* Short task *
Output every line of the entries below as a Markdown table with two columns, Row and Line, numbering the rows and skipping any blank lines. Leave the pictures out.

(Part of a data file)
+ + + +
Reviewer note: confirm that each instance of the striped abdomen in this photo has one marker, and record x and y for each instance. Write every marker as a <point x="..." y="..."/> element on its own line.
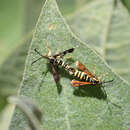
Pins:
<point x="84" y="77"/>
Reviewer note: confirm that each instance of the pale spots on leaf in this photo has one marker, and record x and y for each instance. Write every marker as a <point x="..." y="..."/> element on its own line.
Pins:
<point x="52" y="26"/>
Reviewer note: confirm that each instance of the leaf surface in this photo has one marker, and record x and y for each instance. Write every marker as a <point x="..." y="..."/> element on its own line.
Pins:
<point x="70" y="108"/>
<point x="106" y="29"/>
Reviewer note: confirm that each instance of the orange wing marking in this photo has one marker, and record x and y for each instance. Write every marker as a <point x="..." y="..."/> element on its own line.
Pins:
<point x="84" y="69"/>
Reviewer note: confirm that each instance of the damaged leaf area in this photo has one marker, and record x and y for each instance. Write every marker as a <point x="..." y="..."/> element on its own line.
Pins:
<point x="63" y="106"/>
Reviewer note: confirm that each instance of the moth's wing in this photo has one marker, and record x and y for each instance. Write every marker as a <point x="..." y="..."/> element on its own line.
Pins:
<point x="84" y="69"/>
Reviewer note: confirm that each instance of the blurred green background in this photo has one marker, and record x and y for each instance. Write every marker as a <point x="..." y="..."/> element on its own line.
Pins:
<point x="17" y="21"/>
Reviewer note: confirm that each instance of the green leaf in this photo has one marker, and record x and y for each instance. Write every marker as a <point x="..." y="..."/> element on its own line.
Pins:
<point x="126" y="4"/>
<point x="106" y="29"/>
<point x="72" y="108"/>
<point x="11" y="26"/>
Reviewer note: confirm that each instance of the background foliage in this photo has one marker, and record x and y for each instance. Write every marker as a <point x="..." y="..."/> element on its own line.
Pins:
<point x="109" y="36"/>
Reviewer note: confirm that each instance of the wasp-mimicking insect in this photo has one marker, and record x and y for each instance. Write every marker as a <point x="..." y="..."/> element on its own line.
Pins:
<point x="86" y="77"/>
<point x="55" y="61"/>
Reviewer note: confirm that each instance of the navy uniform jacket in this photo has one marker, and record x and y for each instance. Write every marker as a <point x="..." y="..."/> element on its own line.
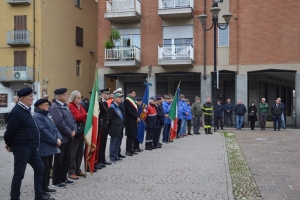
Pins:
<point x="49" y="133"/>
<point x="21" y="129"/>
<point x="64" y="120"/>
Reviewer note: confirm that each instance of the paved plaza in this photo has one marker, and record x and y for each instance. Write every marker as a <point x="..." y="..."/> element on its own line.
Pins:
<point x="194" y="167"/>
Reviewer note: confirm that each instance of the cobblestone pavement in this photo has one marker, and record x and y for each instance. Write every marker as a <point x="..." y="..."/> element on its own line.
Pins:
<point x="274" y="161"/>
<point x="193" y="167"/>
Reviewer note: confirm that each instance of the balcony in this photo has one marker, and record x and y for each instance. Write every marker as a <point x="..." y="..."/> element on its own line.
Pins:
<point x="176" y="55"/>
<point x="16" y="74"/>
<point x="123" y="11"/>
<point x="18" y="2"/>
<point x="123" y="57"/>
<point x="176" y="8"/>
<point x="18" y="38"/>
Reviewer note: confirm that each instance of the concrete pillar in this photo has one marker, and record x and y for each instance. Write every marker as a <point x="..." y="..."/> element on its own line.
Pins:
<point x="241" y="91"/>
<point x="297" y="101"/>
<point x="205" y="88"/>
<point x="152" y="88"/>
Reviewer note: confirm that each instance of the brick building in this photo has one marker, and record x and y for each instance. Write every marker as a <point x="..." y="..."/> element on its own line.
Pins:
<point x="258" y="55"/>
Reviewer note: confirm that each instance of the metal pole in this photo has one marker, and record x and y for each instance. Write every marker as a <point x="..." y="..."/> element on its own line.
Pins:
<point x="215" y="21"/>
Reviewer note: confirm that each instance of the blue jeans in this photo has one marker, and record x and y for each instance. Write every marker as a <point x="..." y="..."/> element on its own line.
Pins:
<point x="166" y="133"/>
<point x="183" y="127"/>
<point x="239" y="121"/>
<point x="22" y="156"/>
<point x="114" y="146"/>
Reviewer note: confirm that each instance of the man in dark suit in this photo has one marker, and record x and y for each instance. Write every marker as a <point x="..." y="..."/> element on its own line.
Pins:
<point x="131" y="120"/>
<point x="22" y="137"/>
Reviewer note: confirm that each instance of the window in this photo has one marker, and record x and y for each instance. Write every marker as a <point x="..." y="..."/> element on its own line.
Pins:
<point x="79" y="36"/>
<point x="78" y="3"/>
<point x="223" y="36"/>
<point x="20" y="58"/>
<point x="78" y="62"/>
+ + + +
* Full output *
| Row | Line |
|---|---|
| 1 | Reviewer note: confirm that each instance of the striped abdomen in this photo has one marker, and record x and y for each instance. Write every marker as a <point x="..." y="..."/> element on its own line. |
| 2 | Pins: |
| 3 | <point x="84" y="77"/> |
| 4 | Reviewer note: confirm that each instance of the pale spots on leaf in this photo has one marker, and record x and y for each instance. Write every marker as a <point x="..." y="..."/> element on its own line. |
| 5 | Pins: |
| 6 | <point x="52" y="26"/> |
| 7 | Reviewer note: confirm that each instance of the leaf surface in this photo has one marker, and record x and y for each instance. Write every marker as a <point x="..." y="..."/> element on its own line. |
| 8 | Pins: |
| 9 | <point x="70" y="108"/> |
| 10 | <point x="106" y="29"/> |
| 11 | Reviewer note: confirm that each instance of the orange wing marking in this photo has one marker, and record x and y for each instance. Write every marker as a <point x="..." y="..."/> element on its own line. |
| 12 | Pins: |
| 13 | <point x="84" y="69"/> |
| 14 | Reviewer note: confirm that each instance of the damaged leaf area in this photo has one marker, and record x and y for each instance. Write every marker as a <point x="..." y="..."/> element on its own line. |
| 15 | Pins: |
| 16 | <point x="63" y="106"/> |
| 17 | Reviewer note: confirm that each instance of the moth's wing in this photo has one marker, and record x and y for each instance. Write every marker as a <point x="..." y="..."/> element on its own line. |
| 18 | Pins: |
| 19 | <point x="84" y="69"/> |
| 20 | Reviewer note: confirm that each instance of the blurred green background in this photo has one marker, and record x and y for each instance. Write every marker as a <point x="..." y="..."/> element on its own line. |
| 21 | Pins: |
| 22 | <point x="17" y="21"/> |
| 23 | Reviewer note: confirm that each instance of the green leaf in this photo has one marker, and record x and y for each instance. Write every marker as a <point x="..." y="..."/> element on its own line. |
| 24 | Pins: |
| 25 | <point x="126" y="4"/> |
| 26 | <point x="106" y="29"/> |
| 27 | <point x="72" y="108"/> |
| 28 | <point x="11" y="26"/> |
| 29 | Reviewer note: confirm that each instance of the background foliage in this photo has one marker, and record x and y for each instance. Write every marker as a <point x="..." y="..."/> element on its own line. |
| 30 | Pins: |
| 31 | <point x="109" y="36"/> |
| 32 | Reviewer note: confirm that each instance of the wasp-mimicking insect in this photo has one marker, and record x and y for each instance. Write every marker as a <point x="..." y="..."/> element on its own line. |
| 33 | Pins: |
| 34 | <point x="86" y="77"/> |
| 35 | <point x="55" y="61"/> |
| 36 | Reviewer note: confirm that each instance of the navy uniform jacket in this photo has one marker, and record x and y for each instance. Write every marker as a <point x="..." y="..."/> element on its own line. |
| 37 | Pins: |
| 38 | <point x="49" y="133"/> |
| 39 | <point x="21" y="129"/> |
| 40 | <point x="64" y="120"/> |
| 41 | Reviewer note: confirm that each instance of the paved plaza in this photo has one marker, and record x and y for each instance. Write every marker as a <point x="..." y="..."/> element on its own line. |
| 42 | Pins: |
| 43 | <point x="194" y="167"/> |
| 44 | Reviewer note: confirm that each instance of the cobblestone pavement in this photo has one marker, and record x and y for each instance. Write every marker as a <point x="..." y="..."/> element on its own line. |
| 45 | Pins: |
| 46 | <point x="274" y="161"/> |
| 47 | <point x="193" y="167"/> |
| 48 | Reviewer note: confirm that each instance of the balcony in this photo has one marker, and record x and y for each instance. Write every marker as a <point x="..." y="..."/> element on its own line. |
| 49 | Pins: |
| 50 | <point x="176" y="55"/> |
| 51 | <point x="16" y="74"/> |
| 52 | <point x="123" y="11"/> |
| 53 | <point x="18" y="2"/> |
| 54 | <point x="123" y="57"/> |
| 55 | <point x="176" y="8"/> |
| 56 | <point x="18" y="38"/> |
| 57 | Reviewer note: confirm that each instance of the concrete pillar in this photo has one marker, and record x and y for each instance. Write every marker as a <point x="..." y="..."/> element on its own line. |
| 58 | Pins: |
| 59 | <point x="241" y="91"/> |
| 60 | <point x="297" y="101"/> |
| 61 | <point x="205" y="88"/> |
| 62 | <point x="152" y="88"/> |
| 63 | Reviewer note: confirm that each instance of the brick building in this photo has one marker, and record x and y for each instance. Write every marker as a <point x="..." y="..."/> element on its own line. |
| 64 | Pins: |
| 65 | <point x="258" y="55"/> |
| 66 | Reviewer note: confirm that each instance of the metal pole in this photo has one marker, and record x and y for each instance. Write every marker as a <point x="..." y="..."/> element on its own line. |
| 67 | Pins: |
| 68 | <point x="215" y="21"/> |
| 69 | Reviewer note: confirm that each instance of the blue jeans in this photo has one marker, and record x and y for each instance. Write every marker as a <point x="..." y="..."/> element on its own line. |
| 70 | Pins: |
| 71 | <point x="166" y="133"/> |
| 72 | <point x="183" y="127"/> |
| 73 | <point x="239" y="121"/> |
| 74 | <point x="22" y="156"/> |
| 75 | <point x="114" y="146"/> |
| 76 | Reviewer note: confirm that each instance of the man in dark suit in this photo has one marker, and record x and y for each instance. Write every marker as a <point x="..." y="..."/> element on its own line. |
| 77 | Pins: |
| 78 | <point x="131" y="120"/> |
| 79 | <point x="22" y="137"/> |
| 80 | Reviewer note: confirm that each instance of the window in this photo has one marker, and record x and y for each instance. Write every marker as a <point x="..." y="..."/> element on its own line. |
| 81 | Pins: |
| 82 | <point x="79" y="36"/> |
| 83 | <point x="78" y="3"/> |
| 84 | <point x="223" y="36"/> |
| 85 | <point x="20" y="58"/> |
| 86 | <point x="78" y="62"/> |